# LIGNES DE DONNÉES
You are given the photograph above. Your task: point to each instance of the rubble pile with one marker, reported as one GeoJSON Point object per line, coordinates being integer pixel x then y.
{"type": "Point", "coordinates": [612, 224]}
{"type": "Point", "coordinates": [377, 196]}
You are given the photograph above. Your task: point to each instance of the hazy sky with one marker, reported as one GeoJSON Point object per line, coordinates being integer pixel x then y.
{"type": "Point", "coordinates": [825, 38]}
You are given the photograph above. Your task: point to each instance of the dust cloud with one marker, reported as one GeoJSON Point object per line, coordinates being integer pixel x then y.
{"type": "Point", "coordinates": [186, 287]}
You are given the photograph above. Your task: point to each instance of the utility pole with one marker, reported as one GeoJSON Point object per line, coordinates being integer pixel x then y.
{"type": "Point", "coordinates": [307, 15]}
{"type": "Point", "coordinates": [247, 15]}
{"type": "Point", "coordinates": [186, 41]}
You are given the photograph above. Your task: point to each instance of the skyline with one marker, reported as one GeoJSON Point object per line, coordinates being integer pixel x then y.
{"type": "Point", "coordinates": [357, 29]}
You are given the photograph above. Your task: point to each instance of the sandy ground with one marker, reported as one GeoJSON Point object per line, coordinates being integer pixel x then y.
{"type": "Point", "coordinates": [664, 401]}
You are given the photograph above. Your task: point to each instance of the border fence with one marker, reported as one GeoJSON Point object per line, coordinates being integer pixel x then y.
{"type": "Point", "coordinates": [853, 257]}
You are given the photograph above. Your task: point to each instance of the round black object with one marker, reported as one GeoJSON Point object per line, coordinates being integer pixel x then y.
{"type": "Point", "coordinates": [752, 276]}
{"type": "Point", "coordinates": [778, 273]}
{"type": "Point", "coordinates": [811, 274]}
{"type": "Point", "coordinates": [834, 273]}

# LA CONSIGNE
Pouvez-vous citer à l'identique chacune des lignes de tous les items ci-dessus ?

# RÉSULTAT ATTENDU
You are given the photograph above. Your task: point to each instance of the rubble pile with one marker, reported as one GeoJSON Point object per line, coordinates being integer pixel x then y.
{"type": "Point", "coordinates": [612, 224]}
{"type": "Point", "coordinates": [377, 196]}
You are given the photograph above. Your task: point to each instance of the hazy sky with one marker, reported as one GeoJSON Point object per line, coordinates being integer pixel x then y.
{"type": "Point", "coordinates": [825, 38]}
You are given the photograph above. Your task: point to each instance of the dust cloud with one marker, reported as one GeoJSON Point object per line, coordinates being integer pixel x then y.
{"type": "Point", "coordinates": [186, 287]}
You are given the photograph above. Your task: point to each instance of the utility pole with one marker, reported as one GeoJSON Point object per line, coordinates being integer pixel x then y.
{"type": "Point", "coordinates": [307, 15]}
{"type": "Point", "coordinates": [247, 15]}
{"type": "Point", "coordinates": [186, 41]}
You are given the photograph above. Your task: point to each instance of the skyline with one marker, reported as one GeoJSON Point object per line, coordinates being integer pixel x then y.
{"type": "Point", "coordinates": [357, 29]}
You are given the photograph above. Your task: point to each instance of the sandy ground with one marker, reported as one GeoJSON Point object per line, coordinates being integer pixel x then y.
{"type": "Point", "coordinates": [664, 401]}
You are given the photograph above. Your task: point to each instance of the border fence with one marker, reported as one GeoJSON Point object per line, coordinates being integer pixel x then y.
{"type": "Point", "coordinates": [853, 257]}
You are given the photograph above. Your task: point to each instance of the round black object with one marker, reported as one GeoJSON Point object per line, coordinates being integer pixel x then y.
{"type": "Point", "coordinates": [752, 276]}
{"type": "Point", "coordinates": [778, 273]}
{"type": "Point", "coordinates": [811, 274]}
{"type": "Point", "coordinates": [834, 273]}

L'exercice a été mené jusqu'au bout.